Taxis volants : le pari fou de la RATP

France 2

D'ici 2024, la RATP envisage de faire voler des taxis dans le ciel parisien. Mais quels sont les risques réels et les réglementations en vigueur concernant ce type de transport ?

D'ici 2024, les Parisiens pourront peut-être éviter les bouchons interminables de la capitale et la cohue du métro grâce à des taxis volants. Ce nouveau moyen de transport futuriste a été imaginé par la RATP, qui souhaite le proposer à la Ville de Paris dans seulement cinq ans. Un partenariat a été signé avec Airbus pour ces navettes électriques, combinaison du drone et de l'hélicoptère, qui pourront voler jusqu'à 150 km/h. Pour les réceptionner, une dizaine de points d'atterrissage pourraient voir le jour dans des gares RER. Les tarifs seraient limités à 2 € du kilomètre. "On vise des déplacements ponctuels sur une distance de 20 ou 30 kilomètres (...), liaisons entre aéroports et grands pôles urbains ou grands sites touristiques comme le château de Versailles", explique Mathieu Dunant, directeur de l'innovation du groupe RATP.

※

• _SÉRIE DE CONSIGNES_
**a)** Recopiez mot pour mot le passage du texte sur les taxis volants qui commence par « D'ici 2024, la » et se termine par « de transport ? ».
**b)** Poursuivez la rédaction du texte sur les taxis volants à partir de sa dernière phrase.

※

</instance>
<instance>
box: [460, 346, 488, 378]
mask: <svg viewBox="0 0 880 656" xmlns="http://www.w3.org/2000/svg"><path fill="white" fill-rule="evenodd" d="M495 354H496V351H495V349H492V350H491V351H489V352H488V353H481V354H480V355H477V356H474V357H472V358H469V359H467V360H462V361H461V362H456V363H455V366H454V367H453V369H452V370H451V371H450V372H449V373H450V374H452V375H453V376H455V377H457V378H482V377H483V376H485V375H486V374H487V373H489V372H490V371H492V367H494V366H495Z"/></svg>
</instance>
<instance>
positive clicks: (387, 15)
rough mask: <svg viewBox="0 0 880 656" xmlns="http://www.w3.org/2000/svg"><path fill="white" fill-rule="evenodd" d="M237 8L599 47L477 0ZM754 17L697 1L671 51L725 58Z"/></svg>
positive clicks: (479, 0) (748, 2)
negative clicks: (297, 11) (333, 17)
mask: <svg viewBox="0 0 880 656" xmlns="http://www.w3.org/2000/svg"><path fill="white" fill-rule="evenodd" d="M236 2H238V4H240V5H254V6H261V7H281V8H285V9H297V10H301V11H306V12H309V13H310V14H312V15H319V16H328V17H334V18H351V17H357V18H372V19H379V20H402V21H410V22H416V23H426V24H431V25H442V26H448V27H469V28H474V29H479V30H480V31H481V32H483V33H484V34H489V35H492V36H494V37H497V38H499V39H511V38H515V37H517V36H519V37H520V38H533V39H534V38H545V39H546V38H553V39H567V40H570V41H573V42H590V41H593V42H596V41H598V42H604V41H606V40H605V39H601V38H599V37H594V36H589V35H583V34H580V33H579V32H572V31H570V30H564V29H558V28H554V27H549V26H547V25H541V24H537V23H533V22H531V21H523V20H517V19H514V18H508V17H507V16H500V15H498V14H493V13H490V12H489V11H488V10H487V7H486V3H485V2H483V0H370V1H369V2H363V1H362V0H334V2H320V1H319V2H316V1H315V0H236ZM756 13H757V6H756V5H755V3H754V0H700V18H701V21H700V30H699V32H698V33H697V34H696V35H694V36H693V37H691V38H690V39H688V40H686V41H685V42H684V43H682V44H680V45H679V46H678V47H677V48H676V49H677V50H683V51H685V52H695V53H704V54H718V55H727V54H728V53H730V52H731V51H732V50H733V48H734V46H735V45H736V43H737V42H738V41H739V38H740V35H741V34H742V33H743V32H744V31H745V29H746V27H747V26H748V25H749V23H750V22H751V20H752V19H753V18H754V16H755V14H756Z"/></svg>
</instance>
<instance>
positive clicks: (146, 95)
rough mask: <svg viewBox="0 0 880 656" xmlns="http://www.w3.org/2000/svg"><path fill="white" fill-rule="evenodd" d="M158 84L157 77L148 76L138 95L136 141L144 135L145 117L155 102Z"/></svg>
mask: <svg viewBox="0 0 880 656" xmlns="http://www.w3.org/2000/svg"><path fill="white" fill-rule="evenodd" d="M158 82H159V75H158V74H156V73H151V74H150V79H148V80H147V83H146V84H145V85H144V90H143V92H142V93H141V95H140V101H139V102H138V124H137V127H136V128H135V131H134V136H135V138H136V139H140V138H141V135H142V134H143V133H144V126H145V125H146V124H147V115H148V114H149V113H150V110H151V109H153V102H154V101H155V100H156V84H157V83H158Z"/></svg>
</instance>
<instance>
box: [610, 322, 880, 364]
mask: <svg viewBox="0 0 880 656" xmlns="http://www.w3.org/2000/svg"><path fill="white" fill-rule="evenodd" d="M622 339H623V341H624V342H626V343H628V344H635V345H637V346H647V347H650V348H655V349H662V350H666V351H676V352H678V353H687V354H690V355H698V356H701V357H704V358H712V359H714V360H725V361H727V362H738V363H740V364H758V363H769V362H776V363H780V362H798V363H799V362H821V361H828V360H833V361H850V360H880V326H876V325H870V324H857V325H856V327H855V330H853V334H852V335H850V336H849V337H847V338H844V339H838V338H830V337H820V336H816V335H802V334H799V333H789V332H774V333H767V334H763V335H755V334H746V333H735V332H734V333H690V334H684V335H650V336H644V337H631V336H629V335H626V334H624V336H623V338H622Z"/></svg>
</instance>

※

• _RÉPONSES DE L'EXERCICE_
**a)**
D'ici 2024, la RATP envisage de faire voler des taxis dans le ciel parisien. Mais quels sont les risques réels et les réglementations en vigueur concernant ce type de transport ?

**b)**
Des risques et des nuisances possibles

Les Français vont-ils adopter ce moyen de transport ? Certains demandent à voir, d'autres préfèrent passer leur tour. "Ça posera des problèmes d'encombrement et de sécurité dans l'espace aérien", estime un passant. La question se pose également de savoir si ces engins peuvent survoler des espaces d'habitation, sans dangers. "Il y a la difficulté de survoler les villes, où c'est strictement interdit du point de vue des réglementations. Il faut changer les réglementations et puis les risques et les nuisances ne sont pas nuls", précise Gérard Feldzer, consultant en aéronautique. D'autres pays comme les États-Unis et la Chine ont lancé des prototypes déjà à l'essai.